PROVIDED RECORDS ::
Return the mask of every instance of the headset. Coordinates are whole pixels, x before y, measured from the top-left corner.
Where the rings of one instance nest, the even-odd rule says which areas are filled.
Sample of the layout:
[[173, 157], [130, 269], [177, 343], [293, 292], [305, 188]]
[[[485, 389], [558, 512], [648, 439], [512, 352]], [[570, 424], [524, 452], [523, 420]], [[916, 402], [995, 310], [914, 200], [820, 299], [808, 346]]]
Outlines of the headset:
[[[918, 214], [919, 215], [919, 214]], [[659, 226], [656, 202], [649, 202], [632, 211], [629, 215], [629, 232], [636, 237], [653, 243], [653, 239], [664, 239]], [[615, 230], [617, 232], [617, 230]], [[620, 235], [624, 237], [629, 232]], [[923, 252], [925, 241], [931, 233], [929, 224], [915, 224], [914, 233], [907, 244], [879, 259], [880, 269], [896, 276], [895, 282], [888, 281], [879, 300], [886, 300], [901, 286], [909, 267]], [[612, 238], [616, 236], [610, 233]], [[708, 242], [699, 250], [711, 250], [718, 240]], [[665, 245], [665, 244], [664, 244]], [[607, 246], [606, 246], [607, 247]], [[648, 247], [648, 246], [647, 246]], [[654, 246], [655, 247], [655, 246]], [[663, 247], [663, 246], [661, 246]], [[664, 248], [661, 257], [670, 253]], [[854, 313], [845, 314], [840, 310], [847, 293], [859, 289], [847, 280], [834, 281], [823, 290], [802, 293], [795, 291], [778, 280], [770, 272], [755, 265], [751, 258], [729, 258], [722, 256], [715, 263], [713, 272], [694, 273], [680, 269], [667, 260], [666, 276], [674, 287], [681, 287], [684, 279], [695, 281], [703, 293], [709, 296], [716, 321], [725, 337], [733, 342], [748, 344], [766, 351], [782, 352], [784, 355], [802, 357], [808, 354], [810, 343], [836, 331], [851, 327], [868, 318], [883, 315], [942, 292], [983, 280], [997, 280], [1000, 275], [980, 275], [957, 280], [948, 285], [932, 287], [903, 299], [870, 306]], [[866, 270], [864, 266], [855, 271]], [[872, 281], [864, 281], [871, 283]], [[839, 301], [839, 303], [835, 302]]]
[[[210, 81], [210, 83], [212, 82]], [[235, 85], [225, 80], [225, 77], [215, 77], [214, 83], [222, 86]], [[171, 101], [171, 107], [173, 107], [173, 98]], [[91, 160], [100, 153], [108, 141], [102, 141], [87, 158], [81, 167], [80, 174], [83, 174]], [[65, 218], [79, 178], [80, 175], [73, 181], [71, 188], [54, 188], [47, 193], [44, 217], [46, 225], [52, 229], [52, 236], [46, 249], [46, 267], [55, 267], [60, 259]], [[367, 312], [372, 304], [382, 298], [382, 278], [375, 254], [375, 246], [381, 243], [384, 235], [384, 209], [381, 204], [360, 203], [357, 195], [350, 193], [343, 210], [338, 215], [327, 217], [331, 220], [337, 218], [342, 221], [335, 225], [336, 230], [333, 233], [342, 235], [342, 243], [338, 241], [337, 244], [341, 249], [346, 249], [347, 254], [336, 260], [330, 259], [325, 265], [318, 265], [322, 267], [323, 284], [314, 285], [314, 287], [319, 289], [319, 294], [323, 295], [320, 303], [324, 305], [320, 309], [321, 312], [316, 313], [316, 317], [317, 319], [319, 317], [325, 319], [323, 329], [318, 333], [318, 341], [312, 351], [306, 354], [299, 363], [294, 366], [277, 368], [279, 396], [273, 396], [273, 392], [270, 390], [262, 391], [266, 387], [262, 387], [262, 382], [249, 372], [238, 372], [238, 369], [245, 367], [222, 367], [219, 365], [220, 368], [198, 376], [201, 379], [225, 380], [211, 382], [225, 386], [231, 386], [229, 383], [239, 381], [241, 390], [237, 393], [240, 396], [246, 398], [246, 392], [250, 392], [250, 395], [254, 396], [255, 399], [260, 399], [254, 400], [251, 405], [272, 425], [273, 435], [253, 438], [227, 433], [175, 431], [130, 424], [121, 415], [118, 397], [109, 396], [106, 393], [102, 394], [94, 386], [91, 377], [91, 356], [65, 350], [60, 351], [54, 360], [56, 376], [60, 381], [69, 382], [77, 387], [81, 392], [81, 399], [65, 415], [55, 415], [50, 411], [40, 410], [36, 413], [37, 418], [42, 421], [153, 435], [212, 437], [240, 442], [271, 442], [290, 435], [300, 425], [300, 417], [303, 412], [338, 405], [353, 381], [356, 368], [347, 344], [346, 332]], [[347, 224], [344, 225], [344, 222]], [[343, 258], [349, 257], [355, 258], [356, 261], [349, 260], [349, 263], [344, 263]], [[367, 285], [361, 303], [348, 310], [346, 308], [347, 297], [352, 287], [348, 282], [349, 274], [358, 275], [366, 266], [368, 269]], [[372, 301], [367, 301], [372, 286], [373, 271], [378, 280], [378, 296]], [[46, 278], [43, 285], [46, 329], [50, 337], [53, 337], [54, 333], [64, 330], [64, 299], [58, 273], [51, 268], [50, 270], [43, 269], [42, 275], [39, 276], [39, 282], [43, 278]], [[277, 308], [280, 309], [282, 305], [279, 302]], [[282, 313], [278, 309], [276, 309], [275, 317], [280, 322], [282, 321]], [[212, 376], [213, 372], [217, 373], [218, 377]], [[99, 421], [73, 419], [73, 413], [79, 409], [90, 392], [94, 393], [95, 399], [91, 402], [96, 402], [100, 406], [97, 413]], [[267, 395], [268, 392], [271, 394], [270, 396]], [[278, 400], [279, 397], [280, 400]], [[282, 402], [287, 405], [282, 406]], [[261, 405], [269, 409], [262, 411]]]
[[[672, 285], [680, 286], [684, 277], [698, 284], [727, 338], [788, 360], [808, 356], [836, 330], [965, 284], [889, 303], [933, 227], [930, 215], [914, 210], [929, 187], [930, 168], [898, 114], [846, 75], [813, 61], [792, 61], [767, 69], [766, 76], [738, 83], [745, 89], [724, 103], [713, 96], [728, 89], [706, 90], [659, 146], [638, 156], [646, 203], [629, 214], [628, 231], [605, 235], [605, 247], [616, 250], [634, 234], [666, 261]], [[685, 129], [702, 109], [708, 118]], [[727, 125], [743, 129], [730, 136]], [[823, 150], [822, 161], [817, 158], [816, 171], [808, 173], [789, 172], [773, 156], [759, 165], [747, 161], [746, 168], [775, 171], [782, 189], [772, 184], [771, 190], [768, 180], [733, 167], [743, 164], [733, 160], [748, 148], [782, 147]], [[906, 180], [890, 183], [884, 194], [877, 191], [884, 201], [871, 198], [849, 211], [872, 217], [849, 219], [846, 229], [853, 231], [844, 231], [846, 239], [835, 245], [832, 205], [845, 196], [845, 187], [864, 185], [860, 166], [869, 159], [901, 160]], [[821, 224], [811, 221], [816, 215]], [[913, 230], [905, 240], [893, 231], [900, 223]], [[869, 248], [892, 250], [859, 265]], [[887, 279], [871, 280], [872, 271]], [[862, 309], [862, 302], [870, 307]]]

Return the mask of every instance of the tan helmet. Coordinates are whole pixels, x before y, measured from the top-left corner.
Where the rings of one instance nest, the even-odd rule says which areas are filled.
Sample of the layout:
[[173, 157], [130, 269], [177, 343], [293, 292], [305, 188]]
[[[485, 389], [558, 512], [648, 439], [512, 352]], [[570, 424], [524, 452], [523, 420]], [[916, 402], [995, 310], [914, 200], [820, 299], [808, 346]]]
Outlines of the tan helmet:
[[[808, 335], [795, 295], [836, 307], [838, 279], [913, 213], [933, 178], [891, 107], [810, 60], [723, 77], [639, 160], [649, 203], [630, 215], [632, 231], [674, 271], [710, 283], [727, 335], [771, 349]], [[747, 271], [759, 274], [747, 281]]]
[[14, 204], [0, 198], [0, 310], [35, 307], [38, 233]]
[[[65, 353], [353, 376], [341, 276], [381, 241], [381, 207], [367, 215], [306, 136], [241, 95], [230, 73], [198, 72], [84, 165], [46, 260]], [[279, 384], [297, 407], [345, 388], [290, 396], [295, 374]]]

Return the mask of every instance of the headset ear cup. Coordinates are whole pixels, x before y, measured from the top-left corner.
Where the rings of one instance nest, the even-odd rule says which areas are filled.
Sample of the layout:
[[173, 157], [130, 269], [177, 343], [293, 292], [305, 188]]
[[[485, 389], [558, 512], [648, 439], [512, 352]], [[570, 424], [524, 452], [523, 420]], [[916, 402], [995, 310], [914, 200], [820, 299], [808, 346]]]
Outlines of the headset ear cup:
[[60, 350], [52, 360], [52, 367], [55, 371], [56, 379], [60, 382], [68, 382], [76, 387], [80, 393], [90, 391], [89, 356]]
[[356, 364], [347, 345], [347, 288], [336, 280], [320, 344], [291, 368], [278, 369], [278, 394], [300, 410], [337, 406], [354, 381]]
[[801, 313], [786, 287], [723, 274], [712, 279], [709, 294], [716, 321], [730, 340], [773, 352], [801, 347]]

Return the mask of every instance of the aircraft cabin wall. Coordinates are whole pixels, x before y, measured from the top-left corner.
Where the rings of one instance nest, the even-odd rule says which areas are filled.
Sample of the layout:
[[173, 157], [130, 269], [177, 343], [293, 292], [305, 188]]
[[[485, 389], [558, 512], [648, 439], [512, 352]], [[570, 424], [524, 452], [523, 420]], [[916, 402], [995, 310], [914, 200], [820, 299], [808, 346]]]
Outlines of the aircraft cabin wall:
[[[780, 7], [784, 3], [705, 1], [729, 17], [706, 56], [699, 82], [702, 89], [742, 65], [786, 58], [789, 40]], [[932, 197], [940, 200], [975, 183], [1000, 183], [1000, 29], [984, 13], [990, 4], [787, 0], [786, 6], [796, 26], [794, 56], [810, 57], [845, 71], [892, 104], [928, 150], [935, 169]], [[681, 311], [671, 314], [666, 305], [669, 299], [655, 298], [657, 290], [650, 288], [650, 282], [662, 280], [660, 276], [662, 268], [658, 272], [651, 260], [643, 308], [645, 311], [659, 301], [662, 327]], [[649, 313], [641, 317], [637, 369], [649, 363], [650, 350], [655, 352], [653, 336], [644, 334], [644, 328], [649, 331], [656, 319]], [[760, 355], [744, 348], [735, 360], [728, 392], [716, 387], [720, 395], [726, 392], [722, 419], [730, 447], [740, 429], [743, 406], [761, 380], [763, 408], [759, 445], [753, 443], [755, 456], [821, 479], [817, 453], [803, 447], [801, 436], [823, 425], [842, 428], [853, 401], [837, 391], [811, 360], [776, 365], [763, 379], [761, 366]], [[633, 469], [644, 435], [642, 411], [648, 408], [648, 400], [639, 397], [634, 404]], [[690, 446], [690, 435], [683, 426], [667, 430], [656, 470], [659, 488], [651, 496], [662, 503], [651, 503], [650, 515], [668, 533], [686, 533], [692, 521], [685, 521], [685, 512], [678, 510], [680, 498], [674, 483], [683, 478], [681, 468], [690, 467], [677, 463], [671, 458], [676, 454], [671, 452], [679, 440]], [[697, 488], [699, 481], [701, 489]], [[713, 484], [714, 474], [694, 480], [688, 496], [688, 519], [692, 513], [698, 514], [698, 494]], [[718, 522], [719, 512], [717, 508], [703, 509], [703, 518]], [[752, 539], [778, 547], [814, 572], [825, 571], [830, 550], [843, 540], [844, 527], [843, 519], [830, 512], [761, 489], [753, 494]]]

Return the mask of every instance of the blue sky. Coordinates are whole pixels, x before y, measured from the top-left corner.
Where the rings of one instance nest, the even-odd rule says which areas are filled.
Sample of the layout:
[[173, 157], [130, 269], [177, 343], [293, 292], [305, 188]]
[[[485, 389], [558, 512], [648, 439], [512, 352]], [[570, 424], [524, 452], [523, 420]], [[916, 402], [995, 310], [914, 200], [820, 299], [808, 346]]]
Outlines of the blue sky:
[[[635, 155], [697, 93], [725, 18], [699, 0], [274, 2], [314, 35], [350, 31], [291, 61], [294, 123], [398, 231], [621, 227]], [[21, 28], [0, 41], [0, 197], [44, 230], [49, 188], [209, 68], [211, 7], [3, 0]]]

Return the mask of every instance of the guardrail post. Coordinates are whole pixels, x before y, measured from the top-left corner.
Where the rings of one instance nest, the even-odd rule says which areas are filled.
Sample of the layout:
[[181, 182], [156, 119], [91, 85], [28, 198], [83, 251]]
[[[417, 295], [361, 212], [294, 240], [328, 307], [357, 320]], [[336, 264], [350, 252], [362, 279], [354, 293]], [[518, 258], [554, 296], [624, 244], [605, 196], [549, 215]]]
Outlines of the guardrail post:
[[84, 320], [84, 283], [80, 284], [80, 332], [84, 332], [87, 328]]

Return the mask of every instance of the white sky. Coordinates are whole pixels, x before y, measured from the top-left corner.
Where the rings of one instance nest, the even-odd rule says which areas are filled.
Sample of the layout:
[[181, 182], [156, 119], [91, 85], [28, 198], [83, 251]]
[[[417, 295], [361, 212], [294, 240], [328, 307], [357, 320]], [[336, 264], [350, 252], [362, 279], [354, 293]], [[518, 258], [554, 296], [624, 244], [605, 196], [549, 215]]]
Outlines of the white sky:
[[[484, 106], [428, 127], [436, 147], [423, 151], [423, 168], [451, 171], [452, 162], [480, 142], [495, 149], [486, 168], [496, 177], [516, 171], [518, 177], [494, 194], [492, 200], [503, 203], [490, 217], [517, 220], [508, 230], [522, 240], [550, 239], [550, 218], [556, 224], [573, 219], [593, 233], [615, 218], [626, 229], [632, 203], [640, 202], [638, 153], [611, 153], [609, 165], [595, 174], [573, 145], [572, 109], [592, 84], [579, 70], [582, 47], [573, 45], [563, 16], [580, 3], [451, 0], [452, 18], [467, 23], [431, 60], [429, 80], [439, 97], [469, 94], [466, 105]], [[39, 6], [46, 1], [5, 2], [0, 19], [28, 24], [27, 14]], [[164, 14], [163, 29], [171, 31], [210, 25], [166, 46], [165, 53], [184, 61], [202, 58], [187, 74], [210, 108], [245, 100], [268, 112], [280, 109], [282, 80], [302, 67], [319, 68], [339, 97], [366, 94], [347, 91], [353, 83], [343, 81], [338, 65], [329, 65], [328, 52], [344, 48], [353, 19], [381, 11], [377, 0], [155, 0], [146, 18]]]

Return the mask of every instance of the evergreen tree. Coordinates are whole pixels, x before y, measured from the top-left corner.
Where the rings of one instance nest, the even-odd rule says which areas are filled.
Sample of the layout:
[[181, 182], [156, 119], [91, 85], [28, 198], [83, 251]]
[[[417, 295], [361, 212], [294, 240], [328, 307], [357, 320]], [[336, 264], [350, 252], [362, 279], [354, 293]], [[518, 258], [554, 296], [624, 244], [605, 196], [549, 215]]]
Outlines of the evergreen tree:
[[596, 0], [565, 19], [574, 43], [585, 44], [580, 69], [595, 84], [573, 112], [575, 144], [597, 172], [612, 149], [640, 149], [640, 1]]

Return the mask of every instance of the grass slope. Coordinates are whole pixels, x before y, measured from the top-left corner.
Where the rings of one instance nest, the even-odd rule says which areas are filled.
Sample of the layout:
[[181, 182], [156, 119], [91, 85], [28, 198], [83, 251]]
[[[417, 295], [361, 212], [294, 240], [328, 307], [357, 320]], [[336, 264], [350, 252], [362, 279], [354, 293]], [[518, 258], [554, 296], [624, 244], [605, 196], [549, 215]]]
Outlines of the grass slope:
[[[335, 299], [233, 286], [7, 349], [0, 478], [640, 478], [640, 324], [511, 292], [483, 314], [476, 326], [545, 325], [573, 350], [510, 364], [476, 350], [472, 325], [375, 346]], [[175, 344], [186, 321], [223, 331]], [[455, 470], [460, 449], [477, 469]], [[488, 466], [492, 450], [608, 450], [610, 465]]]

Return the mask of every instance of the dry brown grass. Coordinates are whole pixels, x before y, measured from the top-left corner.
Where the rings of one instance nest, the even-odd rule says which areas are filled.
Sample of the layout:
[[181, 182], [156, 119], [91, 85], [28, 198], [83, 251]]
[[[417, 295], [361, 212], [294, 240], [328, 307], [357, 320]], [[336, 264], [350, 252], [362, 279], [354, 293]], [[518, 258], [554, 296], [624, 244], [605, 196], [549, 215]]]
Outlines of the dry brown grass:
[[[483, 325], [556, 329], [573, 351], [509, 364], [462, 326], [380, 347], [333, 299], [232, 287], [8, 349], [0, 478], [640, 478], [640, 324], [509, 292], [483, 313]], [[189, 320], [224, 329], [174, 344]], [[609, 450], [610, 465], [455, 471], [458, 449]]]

REQUIRED WORK ::
Using the listing above, return word for word each line from the one that has "Return the mask of every instance of the tan" through the one that has "Return the mask of every instance of the headset ear", and no line outside that range.

SOLUTION ::
Return the mask of every instance of the tan helmet. Coordinates are whole pixels, x before y, measured from the top-left corner.
Where the rings of one instance nest, the even-odd rule says which areas are filled.
Sample of the layout:
[[173, 157], [130, 269], [177, 343], [293, 292], [305, 188]]
[[[485, 389], [558, 512], [648, 439], [512, 352]], [[570, 424], [524, 452], [523, 420]], [[916, 402], [995, 310], [914, 200], [820, 299], [808, 346]]]
Outlines of the tan helmet:
[[[808, 335], [795, 295], [836, 307], [838, 279], [913, 213], [933, 178], [891, 107], [810, 60], [723, 77], [639, 160], [649, 203], [630, 215], [632, 231], [674, 271], [710, 283], [727, 335], [771, 349]], [[747, 271], [759, 274], [747, 281]]]
[[14, 204], [0, 198], [0, 310], [35, 307], [38, 233]]
[[[65, 353], [353, 376], [341, 276], [381, 241], [381, 207], [367, 215], [306, 136], [241, 95], [230, 73], [198, 72], [84, 165], [46, 260]], [[279, 384], [297, 407], [345, 388], [290, 396], [295, 374]]]

Return the mask of every instance of the headset ear cup. Coordinates are whole pixels, x before y, measured from the top-left corner.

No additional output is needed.